Dataset entries:
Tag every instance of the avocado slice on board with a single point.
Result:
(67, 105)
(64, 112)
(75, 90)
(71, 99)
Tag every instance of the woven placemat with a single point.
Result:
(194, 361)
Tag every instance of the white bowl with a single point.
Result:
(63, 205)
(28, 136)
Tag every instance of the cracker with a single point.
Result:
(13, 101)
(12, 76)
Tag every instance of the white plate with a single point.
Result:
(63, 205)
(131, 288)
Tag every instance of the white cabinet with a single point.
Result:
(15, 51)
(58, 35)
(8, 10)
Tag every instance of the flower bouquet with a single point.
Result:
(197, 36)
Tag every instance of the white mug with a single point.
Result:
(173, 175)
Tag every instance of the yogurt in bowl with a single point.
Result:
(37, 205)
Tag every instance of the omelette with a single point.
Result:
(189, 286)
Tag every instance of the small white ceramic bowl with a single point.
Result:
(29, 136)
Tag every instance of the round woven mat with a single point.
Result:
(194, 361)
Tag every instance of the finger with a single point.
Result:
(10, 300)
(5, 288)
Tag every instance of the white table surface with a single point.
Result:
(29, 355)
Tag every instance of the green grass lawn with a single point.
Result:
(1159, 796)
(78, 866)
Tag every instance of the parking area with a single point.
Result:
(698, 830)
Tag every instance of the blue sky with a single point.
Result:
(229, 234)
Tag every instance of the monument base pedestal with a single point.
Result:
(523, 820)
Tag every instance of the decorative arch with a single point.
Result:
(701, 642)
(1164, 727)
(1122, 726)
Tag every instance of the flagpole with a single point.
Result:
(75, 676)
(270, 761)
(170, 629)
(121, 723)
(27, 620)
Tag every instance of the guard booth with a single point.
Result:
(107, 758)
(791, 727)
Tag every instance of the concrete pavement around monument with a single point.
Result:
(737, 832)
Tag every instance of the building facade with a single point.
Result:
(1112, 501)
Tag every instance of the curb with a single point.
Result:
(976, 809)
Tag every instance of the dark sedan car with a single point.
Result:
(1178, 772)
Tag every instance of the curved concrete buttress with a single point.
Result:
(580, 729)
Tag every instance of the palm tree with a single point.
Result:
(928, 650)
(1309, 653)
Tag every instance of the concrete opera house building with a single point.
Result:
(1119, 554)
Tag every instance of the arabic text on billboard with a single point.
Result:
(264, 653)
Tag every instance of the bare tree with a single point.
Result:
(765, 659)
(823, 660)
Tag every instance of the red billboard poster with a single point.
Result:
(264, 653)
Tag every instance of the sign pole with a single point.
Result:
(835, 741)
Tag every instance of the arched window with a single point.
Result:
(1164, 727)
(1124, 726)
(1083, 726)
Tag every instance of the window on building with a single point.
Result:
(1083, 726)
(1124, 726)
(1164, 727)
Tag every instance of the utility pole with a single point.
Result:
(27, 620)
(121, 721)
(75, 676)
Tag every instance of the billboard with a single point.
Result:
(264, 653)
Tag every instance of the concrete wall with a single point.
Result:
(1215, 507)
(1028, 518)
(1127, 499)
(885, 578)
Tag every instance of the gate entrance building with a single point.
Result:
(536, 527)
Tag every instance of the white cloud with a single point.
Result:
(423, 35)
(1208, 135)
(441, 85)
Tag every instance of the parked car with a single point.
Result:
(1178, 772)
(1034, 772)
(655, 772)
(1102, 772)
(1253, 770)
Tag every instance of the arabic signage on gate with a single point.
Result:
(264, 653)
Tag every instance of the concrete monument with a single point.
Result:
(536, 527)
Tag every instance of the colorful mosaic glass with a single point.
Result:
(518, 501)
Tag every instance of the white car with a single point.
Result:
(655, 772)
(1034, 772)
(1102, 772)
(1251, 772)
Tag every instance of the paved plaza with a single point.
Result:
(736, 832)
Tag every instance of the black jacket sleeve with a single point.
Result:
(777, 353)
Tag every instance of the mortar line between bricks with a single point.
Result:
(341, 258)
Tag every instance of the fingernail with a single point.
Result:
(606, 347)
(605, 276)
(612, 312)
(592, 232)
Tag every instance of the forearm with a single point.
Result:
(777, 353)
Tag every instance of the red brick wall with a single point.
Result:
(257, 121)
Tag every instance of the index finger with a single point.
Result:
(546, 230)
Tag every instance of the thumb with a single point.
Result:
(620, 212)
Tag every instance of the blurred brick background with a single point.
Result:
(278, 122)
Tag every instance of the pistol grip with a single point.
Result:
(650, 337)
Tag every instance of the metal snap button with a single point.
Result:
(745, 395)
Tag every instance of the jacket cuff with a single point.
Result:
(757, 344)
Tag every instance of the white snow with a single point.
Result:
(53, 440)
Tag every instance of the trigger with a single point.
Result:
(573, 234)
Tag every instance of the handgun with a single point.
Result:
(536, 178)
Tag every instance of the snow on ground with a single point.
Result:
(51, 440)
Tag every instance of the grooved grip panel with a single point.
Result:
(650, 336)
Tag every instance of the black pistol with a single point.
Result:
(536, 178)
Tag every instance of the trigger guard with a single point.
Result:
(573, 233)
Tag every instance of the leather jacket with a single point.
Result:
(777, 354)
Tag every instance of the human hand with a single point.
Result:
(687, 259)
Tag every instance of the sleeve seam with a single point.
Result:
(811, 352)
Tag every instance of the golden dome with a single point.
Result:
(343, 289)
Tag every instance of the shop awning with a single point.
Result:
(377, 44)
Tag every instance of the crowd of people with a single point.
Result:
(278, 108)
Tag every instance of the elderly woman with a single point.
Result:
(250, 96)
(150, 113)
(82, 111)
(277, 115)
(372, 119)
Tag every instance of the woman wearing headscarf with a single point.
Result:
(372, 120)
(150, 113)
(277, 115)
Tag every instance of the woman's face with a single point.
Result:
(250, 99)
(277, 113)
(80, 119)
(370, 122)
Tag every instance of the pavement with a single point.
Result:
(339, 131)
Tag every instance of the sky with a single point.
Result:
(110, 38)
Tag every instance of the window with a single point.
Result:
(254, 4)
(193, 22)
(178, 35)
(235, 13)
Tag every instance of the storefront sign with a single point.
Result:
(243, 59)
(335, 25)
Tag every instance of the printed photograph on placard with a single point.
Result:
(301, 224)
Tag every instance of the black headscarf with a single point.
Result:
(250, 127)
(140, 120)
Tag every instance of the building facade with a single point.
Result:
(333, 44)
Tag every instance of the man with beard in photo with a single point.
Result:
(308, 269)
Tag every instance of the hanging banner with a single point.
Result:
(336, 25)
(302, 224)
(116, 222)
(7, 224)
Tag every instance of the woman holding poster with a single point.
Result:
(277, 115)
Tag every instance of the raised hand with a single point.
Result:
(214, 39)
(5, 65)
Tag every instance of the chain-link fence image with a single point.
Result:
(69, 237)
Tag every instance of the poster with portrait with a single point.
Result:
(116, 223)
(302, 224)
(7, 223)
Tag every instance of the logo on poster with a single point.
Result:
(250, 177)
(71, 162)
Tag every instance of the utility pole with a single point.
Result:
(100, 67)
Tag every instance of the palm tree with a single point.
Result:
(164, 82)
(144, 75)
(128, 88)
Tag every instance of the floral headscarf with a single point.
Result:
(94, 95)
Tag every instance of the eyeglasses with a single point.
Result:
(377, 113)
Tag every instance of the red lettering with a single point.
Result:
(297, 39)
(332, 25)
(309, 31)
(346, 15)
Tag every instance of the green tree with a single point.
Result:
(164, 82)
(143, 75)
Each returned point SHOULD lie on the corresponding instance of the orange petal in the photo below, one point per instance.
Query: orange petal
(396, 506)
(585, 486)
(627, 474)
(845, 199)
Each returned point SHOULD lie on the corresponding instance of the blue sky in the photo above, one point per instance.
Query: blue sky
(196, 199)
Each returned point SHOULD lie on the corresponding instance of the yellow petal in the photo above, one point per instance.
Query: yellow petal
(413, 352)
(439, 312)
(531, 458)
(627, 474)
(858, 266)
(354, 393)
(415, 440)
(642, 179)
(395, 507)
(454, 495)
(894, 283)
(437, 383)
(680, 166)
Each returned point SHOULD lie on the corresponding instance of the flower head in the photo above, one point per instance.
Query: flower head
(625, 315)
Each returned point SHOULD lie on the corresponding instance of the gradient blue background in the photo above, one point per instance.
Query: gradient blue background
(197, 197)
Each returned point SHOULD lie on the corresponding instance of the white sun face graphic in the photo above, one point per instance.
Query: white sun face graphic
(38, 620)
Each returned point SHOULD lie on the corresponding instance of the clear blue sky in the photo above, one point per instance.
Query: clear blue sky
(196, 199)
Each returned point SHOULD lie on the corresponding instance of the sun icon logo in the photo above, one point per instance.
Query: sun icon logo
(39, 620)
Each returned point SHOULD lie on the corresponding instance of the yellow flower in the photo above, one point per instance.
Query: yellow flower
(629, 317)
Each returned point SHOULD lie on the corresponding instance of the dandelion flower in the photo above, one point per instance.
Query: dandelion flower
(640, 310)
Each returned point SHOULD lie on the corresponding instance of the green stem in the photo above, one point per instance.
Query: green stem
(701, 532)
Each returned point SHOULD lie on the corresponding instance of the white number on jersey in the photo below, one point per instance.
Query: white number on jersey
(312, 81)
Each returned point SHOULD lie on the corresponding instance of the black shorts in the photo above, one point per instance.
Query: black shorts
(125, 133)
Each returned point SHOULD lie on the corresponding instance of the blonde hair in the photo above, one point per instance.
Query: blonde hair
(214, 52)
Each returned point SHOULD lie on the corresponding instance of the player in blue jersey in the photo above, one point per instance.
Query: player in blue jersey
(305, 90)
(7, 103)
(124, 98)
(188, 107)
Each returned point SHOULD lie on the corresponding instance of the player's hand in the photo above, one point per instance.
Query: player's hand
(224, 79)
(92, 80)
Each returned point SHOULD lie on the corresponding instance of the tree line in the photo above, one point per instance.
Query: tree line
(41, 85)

To do: Set the entries down again exactly, beginning with their first line and ending with the line that contains "Tag every instance of the cracker"; omit all other lines.

Task answer:
Tag every instance of the avocado slice on board with a single point.
Result:
(67, 105)
(64, 112)
(75, 90)
(71, 99)
Tag every instance of the woven placemat with a single point.
Result:
(194, 361)
Tag every instance of the white bowl with a single point.
Result:
(63, 205)
(28, 136)
Tag every instance of the cracker with a single point.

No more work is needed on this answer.